* _Prompt_
Can you convert the entries, starting at their first line and ending at the line that contains "positive clicks: (75, 100) (65, 87) (75, 92)", into a Markdown table with the columns Row and Line, one numbered row per line, skipping blank lines?

※ ※ ※

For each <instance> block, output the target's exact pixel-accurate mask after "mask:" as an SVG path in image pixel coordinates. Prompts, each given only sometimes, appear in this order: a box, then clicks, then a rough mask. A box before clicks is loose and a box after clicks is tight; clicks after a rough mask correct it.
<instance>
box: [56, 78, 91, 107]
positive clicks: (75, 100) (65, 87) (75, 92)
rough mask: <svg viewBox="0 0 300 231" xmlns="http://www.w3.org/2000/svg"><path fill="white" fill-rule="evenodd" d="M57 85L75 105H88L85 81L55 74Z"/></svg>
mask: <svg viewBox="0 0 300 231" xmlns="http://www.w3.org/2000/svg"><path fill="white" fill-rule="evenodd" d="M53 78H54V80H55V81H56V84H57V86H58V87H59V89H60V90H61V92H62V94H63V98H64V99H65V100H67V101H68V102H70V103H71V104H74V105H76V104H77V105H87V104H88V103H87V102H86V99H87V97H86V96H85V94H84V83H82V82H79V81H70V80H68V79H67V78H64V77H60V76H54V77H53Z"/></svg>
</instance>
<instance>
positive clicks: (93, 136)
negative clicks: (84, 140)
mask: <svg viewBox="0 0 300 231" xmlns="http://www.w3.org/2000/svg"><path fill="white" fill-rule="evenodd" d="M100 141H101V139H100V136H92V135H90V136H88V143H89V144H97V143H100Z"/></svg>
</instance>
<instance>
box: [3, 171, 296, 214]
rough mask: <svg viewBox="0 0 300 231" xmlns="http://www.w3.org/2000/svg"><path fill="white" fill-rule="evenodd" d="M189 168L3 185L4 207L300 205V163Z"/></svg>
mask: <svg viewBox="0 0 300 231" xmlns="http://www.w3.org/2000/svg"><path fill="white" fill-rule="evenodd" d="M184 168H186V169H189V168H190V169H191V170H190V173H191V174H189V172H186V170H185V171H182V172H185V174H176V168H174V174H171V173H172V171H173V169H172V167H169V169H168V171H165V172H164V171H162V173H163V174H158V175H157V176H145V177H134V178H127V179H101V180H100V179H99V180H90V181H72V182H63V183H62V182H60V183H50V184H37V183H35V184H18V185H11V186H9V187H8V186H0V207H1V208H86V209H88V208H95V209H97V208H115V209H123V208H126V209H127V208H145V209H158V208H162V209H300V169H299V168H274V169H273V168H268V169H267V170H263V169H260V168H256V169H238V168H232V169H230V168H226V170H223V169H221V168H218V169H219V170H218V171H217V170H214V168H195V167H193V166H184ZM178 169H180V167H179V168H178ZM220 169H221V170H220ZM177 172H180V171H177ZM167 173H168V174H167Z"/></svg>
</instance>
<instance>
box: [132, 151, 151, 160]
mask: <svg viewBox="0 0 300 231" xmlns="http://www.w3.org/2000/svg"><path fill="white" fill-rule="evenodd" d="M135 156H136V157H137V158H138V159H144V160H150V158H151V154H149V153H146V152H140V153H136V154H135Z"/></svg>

※ ※ ※

* _Answer section_
| Row | Line |
|---|---|
| 1 | For each <instance> block, output the target's exact pixel-accurate mask after "mask:" as an SVG path in image pixel coordinates. Prompts, each given only sometimes, appear in this order: a box, then clicks, then a rough mask. A box before clicks is loose and a box after clicks is tight; clicks after a rough mask correct it. |
| 2 | <instance> |
| 3 | box: [56, 78, 91, 107] |
| 4 | positive clicks: (75, 100) (65, 87) (75, 92) |